(Given task): Your task is to reproduce the entries below word for word.

[Start of Information shown]

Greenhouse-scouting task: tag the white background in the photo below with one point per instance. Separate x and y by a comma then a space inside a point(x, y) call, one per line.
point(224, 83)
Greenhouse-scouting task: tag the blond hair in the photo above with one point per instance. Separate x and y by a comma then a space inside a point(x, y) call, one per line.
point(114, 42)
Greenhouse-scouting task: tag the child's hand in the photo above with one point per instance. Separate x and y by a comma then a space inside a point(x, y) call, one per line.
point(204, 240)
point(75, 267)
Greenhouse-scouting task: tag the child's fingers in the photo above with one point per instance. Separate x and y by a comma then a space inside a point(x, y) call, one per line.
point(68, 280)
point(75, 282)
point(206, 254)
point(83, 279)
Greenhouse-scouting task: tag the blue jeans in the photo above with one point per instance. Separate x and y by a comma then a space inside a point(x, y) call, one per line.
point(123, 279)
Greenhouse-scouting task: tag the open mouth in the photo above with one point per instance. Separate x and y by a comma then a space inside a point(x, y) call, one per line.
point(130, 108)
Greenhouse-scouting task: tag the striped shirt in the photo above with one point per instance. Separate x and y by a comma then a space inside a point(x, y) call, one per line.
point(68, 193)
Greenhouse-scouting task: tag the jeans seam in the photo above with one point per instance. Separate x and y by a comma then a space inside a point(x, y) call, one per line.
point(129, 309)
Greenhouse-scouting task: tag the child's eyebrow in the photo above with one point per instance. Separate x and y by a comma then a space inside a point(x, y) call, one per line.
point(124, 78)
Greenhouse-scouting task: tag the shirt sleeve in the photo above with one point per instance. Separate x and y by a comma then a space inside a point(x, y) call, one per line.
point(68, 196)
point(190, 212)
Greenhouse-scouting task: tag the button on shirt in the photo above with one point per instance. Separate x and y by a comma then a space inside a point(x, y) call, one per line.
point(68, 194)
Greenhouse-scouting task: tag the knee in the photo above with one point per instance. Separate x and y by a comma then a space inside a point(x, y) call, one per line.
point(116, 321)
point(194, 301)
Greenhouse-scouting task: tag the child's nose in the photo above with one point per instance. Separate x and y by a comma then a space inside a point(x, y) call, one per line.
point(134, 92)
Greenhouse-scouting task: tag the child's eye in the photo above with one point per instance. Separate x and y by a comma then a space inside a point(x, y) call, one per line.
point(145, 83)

[End of Information shown]

(Exercise answer):
Greenhouse-scouting task: tag the white background in the photo below with one point per instance. Separate x and y by a comma then a space inside a point(x, y) call, one per line.
point(224, 83)
Greenhouse-scouting task: tag the blond hair in the photo above with one point per instance. Separate x and y by a comma then a space inside a point(x, y) call, one per line.
point(114, 42)
Greenhouse-scouting task: tag the child's hand in the photo above with one point per instance. Separate x and y by a comma then a space inside a point(x, y) call, one per line.
point(204, 240)
point(75, 267)
Greenhouse-scouting task: tag the child's fingers in the photo above with one point per instance. Separate x and y by a comma then a space inside a point(x, y) call, one per line.
point(68, 280)
point(75, 282)
point(206, 254)
point(83, 279)
Greenhouse-scouting task: tag the blue jeans in the photo above with one point per instance. Separate x and y by a comma then a space inside a point(x, y) call, one per line.
point(123, 279)
Greenhouse-scouting task: tag the open mouth in the photo above with one point per instance. Separate x and y by a comma then a space inside a point(x, y) call, one per line.
point(130, 108)
Greenhouse-scouting task: tag the striped shirt in the photo above with one point per instance. Separate x and y by a comma then a space inside a point(x, y) call, one per line.
point(68, 193)
Greenhouse-scouting task: tag the jeans seam in the photo above with one point per instance. Separate x and y by a comma then a space inside a point(x, y) call, one per line.
point(129, 309)
Greenhouse-scouting task: tag the child's eyebrow in the photo above with one point per instance. Separate x and y by a comma then a space inside a point(x, y) call, one per line.
point(124, 78)
Greenhouse-scouting task: tag the shirt sleeve in the photo above with one point per instance. Separate x and y by a comma then a space inside a point(x, y) call, one per line.
point(68, 196)
point(190, 212)
Greenhouse-scouting task: tag the button on shirt in the photo above with one point per instance. Separate x and y by a comma then a space inside a point(x, y) call, one per line.
point(68, 194)
Greenhouse-scouting task: tag the knee in the photo above with one point per instance. Separate x and y by a comma then a space inside a point(x, y) call, one per line.
point(116, 321)
point(194, 301)
Greenhouse-scouting task: tag the child's nose in the photo above with one point per instance. Separate x and y by a comma then a space inside a point(x, y) call, one per line.
point(134, 92)
Greenhouse-scouting task: tag the child's eye in the photo above with one point per instance. Separate x and y by a comma then a space inside a point(x, y) call, one per line.
point(145, 83)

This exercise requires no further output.